TASK ITEM: All records after this line are to be returned verbatim.

(Text-to-region grounding data)
*** Block opens ***

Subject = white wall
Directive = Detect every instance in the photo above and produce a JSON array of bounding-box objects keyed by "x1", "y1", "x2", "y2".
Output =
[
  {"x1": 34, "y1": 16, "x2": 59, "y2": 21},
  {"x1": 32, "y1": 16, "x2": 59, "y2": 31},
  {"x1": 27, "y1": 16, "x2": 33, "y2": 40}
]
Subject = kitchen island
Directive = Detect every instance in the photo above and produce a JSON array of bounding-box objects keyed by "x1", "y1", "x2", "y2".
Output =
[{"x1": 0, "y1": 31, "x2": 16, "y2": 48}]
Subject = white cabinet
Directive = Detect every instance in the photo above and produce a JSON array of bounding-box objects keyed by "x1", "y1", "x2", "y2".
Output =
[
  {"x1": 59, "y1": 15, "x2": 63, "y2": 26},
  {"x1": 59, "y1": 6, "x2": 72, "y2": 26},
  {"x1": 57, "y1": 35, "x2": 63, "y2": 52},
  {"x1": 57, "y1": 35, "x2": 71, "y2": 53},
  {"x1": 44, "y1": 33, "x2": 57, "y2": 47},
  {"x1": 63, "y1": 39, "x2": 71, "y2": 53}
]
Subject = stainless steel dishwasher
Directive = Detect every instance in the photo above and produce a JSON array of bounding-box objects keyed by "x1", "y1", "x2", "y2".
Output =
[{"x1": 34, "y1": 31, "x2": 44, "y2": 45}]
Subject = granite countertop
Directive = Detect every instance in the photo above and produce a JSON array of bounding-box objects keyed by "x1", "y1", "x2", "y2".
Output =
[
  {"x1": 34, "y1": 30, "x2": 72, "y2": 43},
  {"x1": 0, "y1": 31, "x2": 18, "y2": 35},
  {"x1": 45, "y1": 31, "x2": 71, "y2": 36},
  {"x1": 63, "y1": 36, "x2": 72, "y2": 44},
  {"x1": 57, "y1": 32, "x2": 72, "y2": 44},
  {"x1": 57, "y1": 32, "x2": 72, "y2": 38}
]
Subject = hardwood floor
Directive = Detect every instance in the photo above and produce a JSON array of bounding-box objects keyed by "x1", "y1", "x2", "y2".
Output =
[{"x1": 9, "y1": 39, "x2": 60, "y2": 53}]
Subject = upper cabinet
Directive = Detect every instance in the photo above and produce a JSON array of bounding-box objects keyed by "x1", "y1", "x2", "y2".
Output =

*** Block closes ***

SOLUTION FOR THIS EXERCISE:
Subject = white wall
Directive = Detect every instance in the photo above and produce a JSON array of bounding-box objects keyed by "x1", "y1", "x2", "y2".
Output =
[
  {"x1": 34, "y1": 16, "x2": 59, "y2": 21},
  {"x1": 32, "y1": 16, "x2": 59, "y2": 31},
  {"x1": 27, "y1": 16, "x2": 33, "y2": 40}
]
Subject = kitchen island
Directive = Detect every instance in the photo above and produce a JSON array of bounding-box objects keyed by "x1", "y1", "x2", "y2".
Output =
[{"x1": 0, "y1": 31, "x2": 16, "y2": 48}]
Subject = white cabinet
Directive = Detect every instance in the photo above and produce a JSON array of bounding-box objects keyed by "x1", "y1", "x2", "y2".
Output =
[
  {"x1": 59, "y1": 15, "x2": 63, "y2": 26},
  {"x1": 59, "y1": 6, "x2": 72, "y2": 26},
  {"x1": 57, "y1": 35, "x2": 63, "y2": 52},
  {"x1": 57, "y1": 35, "x2": 71, "y2": 53},
  {"x1": 44, "y1": 33, "x2": 57, "y2": 47},
  {"x1": 63, "y1": 39, "x2": 71, "y2": 53}
]
Subject = stainless steel dishwasher
Directive = Detect every instance in the photo above and produce a JSON array of bounding-box objects keyed by "x1", "y1", "x2", "y2".
Output =
[{"x1": 34, "y1": 31, "x2": 44, "y2": 45}]
Subject = granite countertop
Directive = Detect every instance in the photo above and produce a JSON array of bounding-box objects keyed by "x1", "y1", "x2", "y2".
Output =
[
  {"x1": 34, "y1": 30, "x2": 72, "y2": 43},
  {"x1": 0, "y1": 31, "x2": 18, "y2": 35},
  {"x1": 45, "y1": 31, "x2": 71, "y2": 36},
  {"x1": 63, "y1": 36, "x2": 72, "y2": 44},
  {"x1": 57, "y1": 32, "x2": 72, "y2": 44},
  {"x1": 57, "y1": 32, "x2": 72, "y2": 38}
]
Subject = hardwood floor
Directive = Detect every instance in the photo above and produce a JSON array of bounding-box objects keyed by "x1", "y1", "x2", "y2".
Output =
[{"x1": 9, "y1": 39, "x2": 60, "y2": 53}]
Subject = upper cabinet
Directive = Detect every instance in the photo above and produce a JSON array of bounding-box objects keyed by "x1", "y1", "x2", "y2".
Output =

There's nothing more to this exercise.